[INSTRUCTIONS FOR THE TASK] Each entry below is to be transcribed exactly.
# SUPPLIED MATERIAL start
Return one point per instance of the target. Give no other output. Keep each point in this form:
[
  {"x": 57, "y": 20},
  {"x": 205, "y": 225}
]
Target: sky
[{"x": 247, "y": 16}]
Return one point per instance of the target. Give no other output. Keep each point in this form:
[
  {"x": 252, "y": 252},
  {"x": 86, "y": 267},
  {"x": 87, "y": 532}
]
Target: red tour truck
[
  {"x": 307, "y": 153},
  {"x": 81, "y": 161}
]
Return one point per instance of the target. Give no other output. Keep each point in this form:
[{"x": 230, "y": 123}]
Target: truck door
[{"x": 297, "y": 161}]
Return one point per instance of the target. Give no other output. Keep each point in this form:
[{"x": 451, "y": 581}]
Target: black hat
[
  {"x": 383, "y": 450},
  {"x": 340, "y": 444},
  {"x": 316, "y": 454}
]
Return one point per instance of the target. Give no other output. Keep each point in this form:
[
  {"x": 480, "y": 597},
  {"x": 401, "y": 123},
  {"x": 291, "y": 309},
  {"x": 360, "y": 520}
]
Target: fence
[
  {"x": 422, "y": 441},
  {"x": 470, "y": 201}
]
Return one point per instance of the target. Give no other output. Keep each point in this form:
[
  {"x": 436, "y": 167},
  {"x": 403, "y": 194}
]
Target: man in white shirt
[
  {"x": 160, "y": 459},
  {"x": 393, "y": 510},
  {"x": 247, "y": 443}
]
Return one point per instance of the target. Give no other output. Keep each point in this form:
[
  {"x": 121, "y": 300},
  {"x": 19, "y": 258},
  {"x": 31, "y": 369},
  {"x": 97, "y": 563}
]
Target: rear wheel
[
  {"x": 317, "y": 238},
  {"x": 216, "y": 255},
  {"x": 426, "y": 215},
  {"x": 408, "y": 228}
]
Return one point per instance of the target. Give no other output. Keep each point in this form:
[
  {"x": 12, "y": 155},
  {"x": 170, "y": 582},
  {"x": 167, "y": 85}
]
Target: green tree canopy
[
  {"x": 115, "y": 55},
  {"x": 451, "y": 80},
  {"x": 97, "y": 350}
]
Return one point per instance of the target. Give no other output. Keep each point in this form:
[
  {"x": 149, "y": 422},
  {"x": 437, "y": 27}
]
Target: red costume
# SUPPLIED MATERIAL end
[TASK RESULT]
Return one point per instance of the target. Give no other output. Keep each point in this form:
[
  {"x": 57, "y": 20},
  {"x": 205, "y": 225}
]
Target: sky
[{"x": 247, "y": 16}]
Return one point per instance of the target. Give no other output. Keep each point in this form:
[
  {"x": 252, "y": 252},
  {"x": 86, "y": 267},
  {"x": 87, "y": 532}
]
Target: red tour truck
[
  {"x": 307, "y": 153},
  {"x": 81, "y": 161}
]
Return one point per instance of the target. Give no other output. Keep each point in this form:
[{"x": 230, "y": 123}]
Target: truck door
[{"x": 297, "y": 161}]
Return one point per instance of the target. Give no other output. Keep each point in this form:
[{"x": 451, "y": 581}]
Target: black hat
[
  {"x": 383, "y": 450},
  {"x": 340, "y": 444},
  {"x": 316, "y": 454}
]
Return one point per instance of the target. Give no other output. Keep each point in this form:
[
  {"x": 480, "y": 597},
  {"x": 401, "y": 123},
  {"x": 291, "y": 309},
  {"x": 360, "y": 520}
]
Target: fence
[
  {"x": 422, "y": 441},
  {"x": 470, "y": 201}
]
Return one point per instance of the target. Give no other output. Keep each point in this form:
[
  {"x": 436, "y": 167},
  {"x": 403, "y": 194}
]
Target: man in white shirt
[
  {"x": 160, "y": 459},
  {"x": 393, "y": 510},
  {"x": 247, "y": 443}
]
Return one point per instance of the target. Give no other output. Keep each point in this form:
[
  {"x": 121, "y": 300},
  {"x": 19, "y": 258},
  {"x": 31, "y": 369},
  {"x": 97, "y": 563}
]
Target: rear wheel
[
  {"x": 317, "y": 238},
  {"x": 216, "y": 255},
  {"x": 426, "y": 215},
  {"x": 408, "y": 228}
]
Return one point per instance of the target. Give no other output. Keep each point in this form:
[
  {"x": 12, "y": 155},
  {"x": 170, "y": 582},
  {"x": 167, "y": 85}
]
Target: green tree canopy
[
  {"x": 115, "y": 55},
  {"x": 451, "y": 80},
  {"x": 97, "y": 350}
]
Return one point per instance of the target. Give no other output. Keep each point in this form:
[
  {"x": 149, "y": 422},
  {"x": 437, "y": 27}
]
Target: red costume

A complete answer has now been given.